The clock read 3:35 or 3:36. We’re talking a.m. here. My eyes were too bleary to decipher that last digit. It was August 9 or 10. Flashes of lightning illuminated my room reminding me of a psychedelic era strobe light. In the distance thunder growled like a hunger pang. A storm was coming. The 1970 Chicago hit “25 or 6 to 4” echoed in my head.
I looked at the clock again. My eyes were clearer. 3:35. Dammit. Why couldn’t it have been 3:36? I could have used that extra minute of sleep. I stared at the ceiling with eyes closed. I still saw the flashes of white brightness. The thunder pangs crept closer.
Drip. Drip. Drip. Rain had joined its partners. It now was a meteorological version of the Three Magi bearing gifts. Electricity. Drums. Water. Drip drip. Drip drip. Drip drip. Drip drip drip. Drip drip drip. Drip drip drip. Drip drip drip. DRIP DRIP DRIP DRIP DRIP DRIP DRIP DRIP DRIP. DRIP DRIP DRIP DRIP DRIP DRIP DRIP DRIP.
3:42. The thunder crept closer then passed over the mountains behind me. The rain continued roaring. BOOM! Now the thunder was overhead. BOOM! BOOM! I thought of my high school classmate, the consistent football punter and PAT kicker, whose nickname was Boom Boom. BOOM! BOOM! BOOM! BOOM! OK. Enough already. Move on.

------------------------------------------------------------------------

Task to complete:
Quote the passage about the night thunderstorm word for word, starting at "I looked at" and ending at "pangs crept closer.".

Collected data:
------------------------------------------------------------------------

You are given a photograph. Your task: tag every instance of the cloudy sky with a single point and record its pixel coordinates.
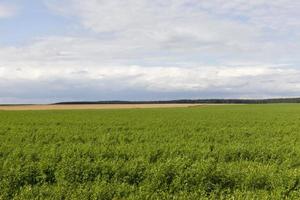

------------------------------------------------------------------------

Task result:
I looked at the clock again. My eyes were clearer. 3:35. Dammit. Why couldn’t it have been 3:36? I could have used that extra minute of sleep. I stared at the ceiling with eyes closed. I still saw the flashes of white brightness. The thunder pangs crept closer.